Present the data once more in exactly its original form.

(ITEMS)
********
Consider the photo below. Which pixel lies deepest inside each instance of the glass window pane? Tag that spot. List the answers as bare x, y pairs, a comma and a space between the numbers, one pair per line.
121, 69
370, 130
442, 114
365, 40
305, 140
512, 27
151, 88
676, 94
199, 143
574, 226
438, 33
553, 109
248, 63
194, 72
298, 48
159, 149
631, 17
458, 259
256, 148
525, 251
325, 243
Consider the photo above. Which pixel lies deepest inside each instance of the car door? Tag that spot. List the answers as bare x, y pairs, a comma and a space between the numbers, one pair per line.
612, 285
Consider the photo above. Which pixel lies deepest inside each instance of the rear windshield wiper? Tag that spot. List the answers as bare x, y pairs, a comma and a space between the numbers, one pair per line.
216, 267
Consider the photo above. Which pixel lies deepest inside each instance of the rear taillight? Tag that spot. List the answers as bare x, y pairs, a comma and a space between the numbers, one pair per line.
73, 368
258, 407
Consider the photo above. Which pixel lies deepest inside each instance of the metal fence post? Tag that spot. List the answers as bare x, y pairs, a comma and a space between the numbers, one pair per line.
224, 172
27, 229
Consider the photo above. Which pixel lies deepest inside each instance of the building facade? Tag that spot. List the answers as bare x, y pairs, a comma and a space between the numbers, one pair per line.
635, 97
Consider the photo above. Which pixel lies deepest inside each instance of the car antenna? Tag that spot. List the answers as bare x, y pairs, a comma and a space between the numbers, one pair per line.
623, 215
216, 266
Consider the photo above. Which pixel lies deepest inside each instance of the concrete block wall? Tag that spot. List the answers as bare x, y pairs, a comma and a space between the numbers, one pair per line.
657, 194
********
(RIGHT ANSWER)
Consider the photo below. Which pixel lies deepest inside each instance of the glass window pane? Tag that spot. List the answers as bare x, y pairs, a comma and a space between the numbers, one pair per line.
121, 69
370, 130
442, 114
365, 40
305, 140
512, 27
151, 88
676, 94
199, 143
574, 226
438, 33
553, 109
248, 63
194, 72
298, 48
159, 149
631, 17
458, 259
256, 148
525, 251
325, 243
Consider the photo above. Which pixel lies deepest inside each instance of the car door? Tag that spot. List the answers as bare x, y pairs, a comma and a space between the numbers, one pair per line.
612, 285
Consider the photo above. Which pixel lies deepest inside each instance of the rear windshield wiper? Tag that spot. List the answers as bare x, y pairs, a comma and a space between the numbers, one pair per line.
216, 267
Consider the photo above. Which pixel lies deepest inside each instance of the rear taillight? Tag that spot. List the answers as bare x, y pairs, a comma and a space between the numbers, one pair per line.
73, 368
258, 407
Consider the photo above. Which pixel lies deepest inside each instance of the metal fence post? Tag that spot. List the answers as bare x, y pairs, a comma and a space between the numbers, one pair per line.
224, 172
27, 229
Consider the photo above. Which pixel lies deepest inside each instance of the building facade? Tag that spot. List the answers as bare x, y pairs, a comma and a space between the numbers, one pair per line.
635, 97
Consider the photo above. Which pixel lies deepest inside each instance of the car antenna? Tag that spot. List the answers as bare x, y pairs, a comma and a space between the numbers, one pair per line.
623, 215
216, 266
Consider the photo above. Which pixel lies deepest inside each instance of the concrete block wall? Tag that spot. List the answers as bare x, y pairs, a comma and a space between the numbers, one pair per line.
657, 194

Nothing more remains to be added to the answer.